== Supplied data ==
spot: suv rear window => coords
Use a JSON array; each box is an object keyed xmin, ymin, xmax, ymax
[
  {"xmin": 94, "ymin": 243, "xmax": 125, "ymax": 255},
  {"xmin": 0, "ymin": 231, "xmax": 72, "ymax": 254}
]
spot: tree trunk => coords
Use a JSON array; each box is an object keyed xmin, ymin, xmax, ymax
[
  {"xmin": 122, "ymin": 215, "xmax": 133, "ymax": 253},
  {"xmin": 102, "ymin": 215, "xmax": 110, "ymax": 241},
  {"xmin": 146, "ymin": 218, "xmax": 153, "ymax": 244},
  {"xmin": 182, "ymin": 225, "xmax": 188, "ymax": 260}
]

== What needs to be done ==
Please rewrite all the rows above in full, leaving every line unchanged except the bounding-box coordinates in the answers. Scale each of those coordinates by 1.75 and round to a whole number, with halves rounded up.

== Answer to this problem ==
spot: suv rear window => coords
Use a JSON array; each box is an object keyed xmin, ymin, xmax, ymax
[
  {"xmin": 165, "ymin": 425, "xmax": 219, "ymax": 446},
  {"xmin": 0, "ymin": 404, "xmax": 126, "ymax": 445}
]
spot: tree trunk => coords
Use a JSON array; each box is an object keyed xmin, ymin, xmax, ymax
[
  {"xmin": 214, "ymin": 376, "xmax": 233, "ymax": 443},
  {"xmin": 179, "ymin": 376, "xmax": 193, "ymax": 422},
  {"xmin": 256, "ymin": 382, "xmax": 268, "ymax": 427},
  {"xmin": 319, "ymin": 394, "xmax": 329, "ymax": 455}
]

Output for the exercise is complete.